KUTIPAN TERPILIH:
*****
Membongakar Otonomi Redaksi 4 Media cetak Nasional (Indra Nugraha)

Beberapa waktu yang lalu saya menerima kiriman buku dari FES (Friedict Ebert Stiftung), sebuah organisasi nirlaba yang konsen di bidang demokratisasi, good governance, reformasi di bidang hukum, perlindungan hak azasi manusia, pencegahan dan resolusi konflik, reformasi sektor keamanan, dukungan kepada media yang bebas dan berimbang, serta isu-isu sosial, ketenagakerjaan, dan gender. Sejak 2006, FES Indonesia juga ikut dalam proses perdamaian dan demokratisasi di Aceh.
beberapa buku tersebut diantaranya adalah Tantangan dari dalam (otonomi redaksi 4 Media Cetak Nasional; Kompas, Tempo, Media Indonesia dan Republika), Reformasi Sektor Keamanan (Panduan Untuk Jurnalis), Kritis Meliput Pemilu, Panduan Pers Meliput Isu Terorisme, dan Buku-buku yang Dilarang Terbit.
diantara buku-buku yang dikirim seorang teman dari FES tersebut, buku karya seorang wartawan asal Jerman bernama Anett Keller yang berjudul Tandangan dari Dalam (Otonomi Redaksi 4 Media Cetak Nasional) adalah buku yang paling menarik (menurut saya). buku yang memuat hasil penelitian Anett Keller tersebut menjadi menarik karena membahas 4 media raksasa Indonesia yang selama ini menjadi sumber referensi utama, atau menjadi acuan penting bagi banyak orang Indonesia.
berbicara masalah otonomi redaksi, Anett Keller memulainya dari sejarah pers nasional. sejak rezim orde baru, sistem pers nasional mengalami perubahan yang sangat cepat dan drastis. proses demokratisasi negara Indonesia, pada akhirnya menggiring sistem pers pada liberalisasi media. sesnor ketat dari pemerintah, hingga  pembredelan dan pencabutan SIUPP ditiadakan sejalan dengan dibuatnya UU Pers tahun 1999. Euforia insan  pers menyambut kebebasan pers gegap gempita seiring dengan banyak bermunculan media-media baru. bak jamur di musim penghujan.
*****
CUPLIKAN CATATAN:
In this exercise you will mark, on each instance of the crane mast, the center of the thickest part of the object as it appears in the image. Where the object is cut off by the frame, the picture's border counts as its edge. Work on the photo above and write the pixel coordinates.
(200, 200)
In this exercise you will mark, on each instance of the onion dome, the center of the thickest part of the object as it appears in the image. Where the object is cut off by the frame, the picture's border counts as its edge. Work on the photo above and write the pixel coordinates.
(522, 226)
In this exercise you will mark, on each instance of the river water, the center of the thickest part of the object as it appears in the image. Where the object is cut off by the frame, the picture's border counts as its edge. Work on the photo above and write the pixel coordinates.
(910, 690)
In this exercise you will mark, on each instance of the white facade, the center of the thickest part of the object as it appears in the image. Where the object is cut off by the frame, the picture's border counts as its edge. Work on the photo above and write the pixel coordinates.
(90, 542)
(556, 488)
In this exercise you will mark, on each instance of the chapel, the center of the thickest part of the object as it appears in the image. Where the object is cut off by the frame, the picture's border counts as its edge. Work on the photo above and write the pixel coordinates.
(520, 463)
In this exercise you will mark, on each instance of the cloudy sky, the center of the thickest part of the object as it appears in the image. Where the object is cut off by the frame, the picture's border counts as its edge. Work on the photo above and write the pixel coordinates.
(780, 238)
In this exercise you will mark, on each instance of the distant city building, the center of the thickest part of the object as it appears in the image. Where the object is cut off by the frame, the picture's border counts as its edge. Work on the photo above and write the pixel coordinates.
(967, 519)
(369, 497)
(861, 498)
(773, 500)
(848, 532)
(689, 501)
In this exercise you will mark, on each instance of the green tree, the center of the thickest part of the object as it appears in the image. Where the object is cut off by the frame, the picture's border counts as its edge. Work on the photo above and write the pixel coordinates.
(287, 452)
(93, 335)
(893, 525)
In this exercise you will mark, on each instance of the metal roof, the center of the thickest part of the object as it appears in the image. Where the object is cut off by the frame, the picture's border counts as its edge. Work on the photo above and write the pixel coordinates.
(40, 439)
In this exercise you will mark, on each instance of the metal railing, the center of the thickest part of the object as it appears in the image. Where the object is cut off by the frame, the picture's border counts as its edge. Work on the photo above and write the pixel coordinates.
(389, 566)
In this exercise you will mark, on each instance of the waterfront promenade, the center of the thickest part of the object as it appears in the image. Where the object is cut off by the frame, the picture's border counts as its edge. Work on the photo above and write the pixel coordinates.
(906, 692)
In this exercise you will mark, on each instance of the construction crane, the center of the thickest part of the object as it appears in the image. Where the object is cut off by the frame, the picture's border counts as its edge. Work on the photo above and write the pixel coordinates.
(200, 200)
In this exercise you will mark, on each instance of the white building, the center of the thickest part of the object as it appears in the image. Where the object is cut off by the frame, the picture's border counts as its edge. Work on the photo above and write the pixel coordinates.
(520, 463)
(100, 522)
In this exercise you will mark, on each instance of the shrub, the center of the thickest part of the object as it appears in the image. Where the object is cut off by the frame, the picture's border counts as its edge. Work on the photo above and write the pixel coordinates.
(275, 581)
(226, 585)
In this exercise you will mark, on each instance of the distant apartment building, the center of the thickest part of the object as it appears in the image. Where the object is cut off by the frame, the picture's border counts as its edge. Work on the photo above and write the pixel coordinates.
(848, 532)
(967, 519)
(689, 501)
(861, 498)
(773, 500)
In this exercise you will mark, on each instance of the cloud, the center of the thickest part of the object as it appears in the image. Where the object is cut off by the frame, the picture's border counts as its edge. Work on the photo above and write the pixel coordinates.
*****
PERMINTAAN A: Menurut tulisan tentang otonomi redaksi, sejak tahun berapa FES Indonesia ikut dalam proses perdamaian dan demokratisasi di Aceh?
PERMINTAAN B: Tulis ulang bagian tulisan tentang otonomi redaksi yang dimulai dengan "Membongakar Otonomi Redaksi" dan berlanjut hingga "yang Dilarang Terbit.", dengan mengganti "organisasi nirlaba" menjadi "lembaga nirlaba".
PERMINTAAN C: Lanjutkan tulisan tentang otonomi redaksi mulai setelah kalimat terakhirnya.
Catatan tersebut tidak diperlukan untuk pengerjaan.

HASIL A: Sejak 2006.

HASIL B:
Membongakar Otonomi Redaksi 4 Media cetak Nasional (Indra Nugraha)

Beberapa waktu yang lalu saya menerima kiriman buku dari FES (Friedict Ebert Stiftung), sebuah lembaga nirlaba yang konsen di bidang demokratisasi, good governance, reformasi di bidang hukum, perlindungan hak azasi manusia, pencegahan dan resolusi konflik, reformasi sektor keamanan, dukungan kepada media yang bebas dan berimbang, serta isu-isu sosial, ketenagakerjaan, dan gender. Sejak 2006, FES Indonesia juga ikut dalam proses perdamaian dan demokratisasi di Aceh.
beberapa buku tersebut diantaranya adalah Tantangan dari dalam (otonomi redaksi 4 Media Cetak Nasional; Kompas, Tempo, Media Indonesia dan Republika), Reformasi Sektor Keamanan (Panduan Untuk Jurnalis), Kritis Meliput Pemilu, Panduan Pers Meliput Isu Terorisme, dan Buku-buku yang Dilarang Terbit.

HASIL C:
namun, apakah dengan lahirnya UU Pers tahun 1999, seorang jurnalis bisa bebas bekerja tanpa ada intervensi dari pihak manapun? jawabannya tentu sjaa tidak. bahka intervensi tersebut tetap ada, tetapi muncul dengan perwajahan yang berbeda.
dalam penelitian yang dituangkan dalam buku tersebut, Anett Keller menyimpulkan bahwa sistem kepemilikan dan struktur redaklsional dalam perusahaan media sangat berpengaruh terhadap ada atau tidak adanya intervensi dalam pemberitaan di media tersebut, juga trerhadap otonomi redaksionalnya. hasil penelitian Keller mengungkapkan bahwa wartawan yang bekerja di perusahaan media yang pemiliknya tidak mempunyai latar belakang seorang juranlis, rentan mendapatkan intervensi yang sangat dominan. hal ini terjadi pada Media Indonesia dan Republika.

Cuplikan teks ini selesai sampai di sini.